__Trecho selecionado__:
☆ ☆ ☆ ☆ ☆ ☆ ☆

A vida luta com todas suas forças, com todas suas horas marcadas, no quadrante da água, por nuvens de mosquitos. A vida ama e mata, acaricia apaixonadamente com mão assassina aquilo que adora. Sementes, germinando como martelos-pilões, pregam implacavelmente ao chão as formigas que as engoliram e a quem decerto devem sua terrível potência de germinação. O sangue chama as flores que soluçam, e as flores matam melhor que uma pistola. Matam a pistola.
Ali onde a gênese ainda não disse sua última palavra, ali onde a terra só se separa da água para engendrar fogo no ar, sobre a terra ou na água, mas, sobretudo, ali onde terra e água, aterradas pelo fogo celeste, fazem amor noite e dia, na América equatorial o fuzil desaninha o pássaro, mas não o mata, e a cobra esmaga o fuzil como um coelho.
A floresta recuou diante do machado e da dinamite, mas entre duas passagens de trem se lançou sobre a via férrea dirigindo ao maquinista gestos provocativos e olhadelas sedutoras. Uma vez, duas, ele resistirá à tentação que o perseguirá ao longo de todo percurso, de uma travessa verdejante a um sinal dissimulado por um enxame de abelhas, mas um dia ouvirá o chamado da feiticeira que terá o olhar de uma mulher amada. A máquina se deterá para um enlace que queria passageiro, mas que se prolongará ao infinito, ao sabor do desejo perpetuamente renovado da sedutora. Embora muda, a sereia sabe como ninguém arrastar irremediavelmente sua vítima para abismos sem retorno.
A partir daí começa a lenta absorção: biela por biela, pino a pino, a locomotiva entra no leito da floresta e, de volúpia em volúpia, submerge, freme, geme como uma leoa no cio. Fumega orquídeas, sua caldeira abriga os jogos de crocodilos saídos dos ovos na véspera, enquanto no apito moram legiões de colibris que lhe dão uma vida quimérica e provisória pois muito em breve a flama da floresta, após ter demoradamente lambido sua presa, a engolirá como uma ostra.

☆ ☆ ☆ ☆ ☆ ☆ ☆

__Material fornecido__:

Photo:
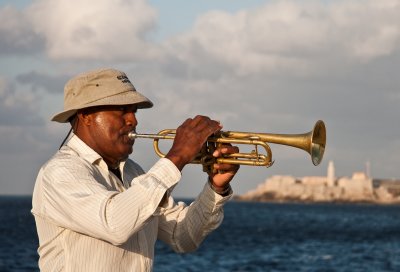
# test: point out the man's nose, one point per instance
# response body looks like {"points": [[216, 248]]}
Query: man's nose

☆ ☆ ☆ ☆ ☆ ☆ ☆

__Conjunto de tarefas__:
**A)** Transcreva fielmente, do trecho sobre a floresta, tudo o que vai de "A partir daí" até "como uma ostra.".
**B)** Liste todas as peças da locomotiva mencionadas no último parágrafo do trecho sobre a floresta.
**C)** Escreva a continuação do trecho sobre a floresta, começando logo depois da última frase.
A listagem não tem nenhum papel nestas tarefas.

__Respostas dos exercícios__:
**A)**
A partir daí começa a lenta absorção: biela por biela, pino a pino, a locomotiva entra no leito da floresta e, de volúpia em volúpia, submerge, freme, geme como uma leoa no cio. Fumega orquídeas, sua caldeira abriga os jogos de crocodilos saídos dos ovos na véspera, enquanto no apito moram legiões de colibris que lhe dão uma vida quimérica e provisória pois muito em breve a flama da floresta, após ter demoradamente lambido sua presa, a engolirá como uma ostra.

**B)** biela, pino, caldeira, apito

**C)**
Ao longe, lentos arranha-céus de árvores se edificarão para significar um desafio impossível de superar[3].
Ora, essa ideia, antropofágica, de que “La Nature Dévore le Progrès et le Dépasse », nos apresenta o fracasso de uma locomotiva entendida como motor de uma concepção de tempo linear e ascendente. Alguns filósofos do período já questionavam essa unidirecionalidade histórica, mostrando os movimentos desencontrados, quando não paradoxais, do moderno. Assim, Walter Benjamin, por exemplo, publica, no Frankfurter Zeitung, na Alemanha, em 1931, “O caráter destrutivo”, onde lemos axiomas como estes:
O carácter destrutivo só conhece um lema: criar espaço; apenas uma atividade: despejar. A sua necessidade de ar fresco e espaço livre é mais forte que todo ódio. (…)
O caráter destrutivo não idealiza imagens. Tem pouca necessidade delas, e esta seria a mais insignificante: saber o que vai substituir a coisa destruída. Para começar, no mínimo por um instante: o espaço vazio, o lugar onde se achava o objeto, onde vivia a vítima. Com certeza haverá alguém que precise dele sem ocupá-lo. (…)
O caráter destrutivo não vê nada de duradouro. Mas eis precisamente porque vê caminhos por toda parte. Onde outros esbarram em muros e montanhas, também aí ele vê um caminho. Já que o vê por toda parte, tem de destruí-lo também por toda parte. Nem sempre com brutalidade, às vezes com refinamento. Já que vê caminhos por toda parte, está sempre na encruzilhada. Nenhum momento é capaz de saber o que o próximo traz. O que existe ele converte em ruínas. Não por causa das ruínas, mas por causa do caminho que passa através delas[4].
Mais ainda. Benjamin afirma (Tese XV de seu escrito derradeiro, “Teses sobre o conceito de história”) que a verdadeira revolução não será a da ação heroica, mas a da inação, através do freio de emergência que interrompe a locomotiva no seu curso catastrófico: a consciência de fazer explodir o continuum da história é própria das classes revolucionárias, no momento da ação. Ora, o desejo tem como suporte o fantasma. Esse objeto subjetivo coordena o desejo e, por assim dizer, fixa o sujeito a ele. E, por estar sempre desde já perdido, ele não é bem objeto do desejo, mas sempre objeto causa do desejo. Daí ser o real impossível.
Mas, permitam-me, para concluir, voltar ao texto de Péret. Abre-se com uma referência explícita ao “demônio do meio dia”, a hora da sombra pontual, uma ideia de Roger Caillois, alguém muito próximo de Lacan: “le soleil de midi écorche vif les spectres qui n´ont pas su se cacher à temps”, ou seja, o sol do meio-dia dilacera vivos os espectros que não conseguiram se esconder a tempo. Ora, essa fraternidade dilacerante entre opostos, luz e sombra, como as duas figuras informes de L´impossible, a escultura de Maria Martins, perturba, portanto, a contemplação equidistante e autônoma, desuniversaliza, em suma, o que foi pensado para todos e se apresenta, no entanto, como aquilo que é próprio de cada um: o singular.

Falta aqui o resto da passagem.